DIRECTIONS:
Extract the entries in their exact form.

EXTRACTED ENTRIES:

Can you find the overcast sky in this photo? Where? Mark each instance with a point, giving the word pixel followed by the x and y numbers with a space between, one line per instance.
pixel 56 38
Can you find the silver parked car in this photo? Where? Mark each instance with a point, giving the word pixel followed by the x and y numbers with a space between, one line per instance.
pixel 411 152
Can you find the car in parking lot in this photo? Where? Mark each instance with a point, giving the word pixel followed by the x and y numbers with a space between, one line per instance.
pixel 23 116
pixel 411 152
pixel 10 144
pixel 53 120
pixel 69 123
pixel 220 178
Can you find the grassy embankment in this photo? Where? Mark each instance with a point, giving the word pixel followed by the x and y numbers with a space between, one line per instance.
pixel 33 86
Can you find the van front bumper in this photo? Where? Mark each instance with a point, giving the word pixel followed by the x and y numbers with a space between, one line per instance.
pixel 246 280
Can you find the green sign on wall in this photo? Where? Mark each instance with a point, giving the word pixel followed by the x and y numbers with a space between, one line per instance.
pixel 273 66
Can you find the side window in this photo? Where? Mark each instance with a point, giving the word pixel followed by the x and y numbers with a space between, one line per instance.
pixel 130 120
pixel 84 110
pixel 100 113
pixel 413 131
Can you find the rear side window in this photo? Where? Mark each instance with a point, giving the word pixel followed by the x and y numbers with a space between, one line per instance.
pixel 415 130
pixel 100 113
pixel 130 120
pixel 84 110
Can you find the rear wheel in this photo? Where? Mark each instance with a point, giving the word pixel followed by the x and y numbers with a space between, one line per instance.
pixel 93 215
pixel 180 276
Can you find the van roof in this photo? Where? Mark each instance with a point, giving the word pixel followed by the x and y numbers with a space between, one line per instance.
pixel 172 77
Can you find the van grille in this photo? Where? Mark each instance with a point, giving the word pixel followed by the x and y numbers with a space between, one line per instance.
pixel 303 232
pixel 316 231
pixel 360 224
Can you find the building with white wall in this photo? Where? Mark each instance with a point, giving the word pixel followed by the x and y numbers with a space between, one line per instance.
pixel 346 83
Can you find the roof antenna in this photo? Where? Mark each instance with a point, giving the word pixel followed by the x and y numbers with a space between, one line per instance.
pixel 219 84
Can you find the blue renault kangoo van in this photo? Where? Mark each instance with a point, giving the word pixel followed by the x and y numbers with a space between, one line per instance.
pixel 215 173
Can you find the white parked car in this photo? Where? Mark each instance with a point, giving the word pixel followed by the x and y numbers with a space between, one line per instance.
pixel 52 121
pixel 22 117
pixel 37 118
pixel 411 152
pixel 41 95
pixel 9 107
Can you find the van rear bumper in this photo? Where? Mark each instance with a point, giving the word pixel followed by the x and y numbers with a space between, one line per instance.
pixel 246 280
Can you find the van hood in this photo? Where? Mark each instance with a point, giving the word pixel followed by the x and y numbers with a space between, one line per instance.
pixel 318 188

RESULT OF THIS EXERCISE:
Can you find the overcast sky in this photo? Where? Mark each instance with a point, giving the word pixel followed by the x and y numbers with a space between, one line per instance.
pixel 56 38
Can you find the silver parked car in this photo? Where? Mark each instance with a point, giving the word pixel followed by the x and y numbers with a space between, one line per instance.
pixel 411 152
Can you find the car in parking lot in this photo? Where? Mark each instance with a point, giving the word pixel followed by the x and y numbers with a space between, one line per instance.
pixel 23 116
pixel 411 152
pixel 10 144
pixel 53 120
pixel 69 123
pixel 220 178
Can you find the grassy embankment in this photo? Where? Mark each instance with a point, giving the word pixel followed by the x and y numbers with a space between, one line per instance.
pixel 33 86
Can you find the van front bumper in this photo? Where? Mark each instance with a point, giving the word pixel followed by the x and y numbers with a space between, one line per instance.
pixel 246 280
Can you find the green sign on wall in this photo? Where? Mark each instance with a point, giving the word pixel followed by the x and y numbers with a space between, one line per instance.
pixel 273 66
Can you find the side window in this photo? Where? Mark each instance with a point, giving the word pixel followed by the x and y numbers with a space between, one line per instance.
pixel 130 120
pixel 84 110
pixel 100 113
pixel 413 131
Can you find the rear side window in this photo? Where? Mark each instance with a point, giving the word pixel followed by the x and y numbers with a space between, one line per instance.
pixel 415 130
pixel 100 113
pixel 130 120
pixel 84 110
Can you find the rear wheel in this photo? Where? Mark each instance with a point, giving the word pixel followed by the x and y numbers with a space between, one line per instance.
pixel 93 215
pixel 180 276
Can you find the van roof in this photo? Where? Mark each instance with a point, giving the word pixel followed by the x and y numbers with a space between, one line per instance.
pixel 172 77
Can you find the van grille in this photo? Where? Mark each instance with a point, giving the word pixel followed by the x and y numbers with a space between, one line per instance.
pixel 303 232
pixel 316 231
pixel 360 224
Can you find the building with white wall in this photo? Where? Mark each instance with a point, giving the word pixel followed by the x and y numbers with a space between, one line per instance.
pixel 346 83
Can you find the roof antenna in this photo? Where? Mark each instance with a point, giving the word pixel followed by the x and y numbers with a space between, one line per instance.
pixel 219 84
Can you find the blue renault kangoo van in this photo? Where? Mark each instance with a point, giving the word pixel followed by the x and y numbers with a space between, one line per instance.
pixel 215 173
Can you find the white parked car in this photo? Where? Mark each instance with a point, giving the word pixel followed by the x and y numbers with a space between, one line per instance.
pixel 52 121
pixel 22 117
pixel 37 118
pixel 411 152
pixel 41 95
pixel 9 107
Can you find the van rear bumper in this photo? Where? Mark each instance with a point, giving the word pixel followed by the x and y numbers with a space between, one line per instance.
pixel 246 280
Can you find the van hood in this photo? Where? Mark each instance with a point, giving the word pixel followed by the x and y numbers with a space between, one line per instance.
pixel 318 188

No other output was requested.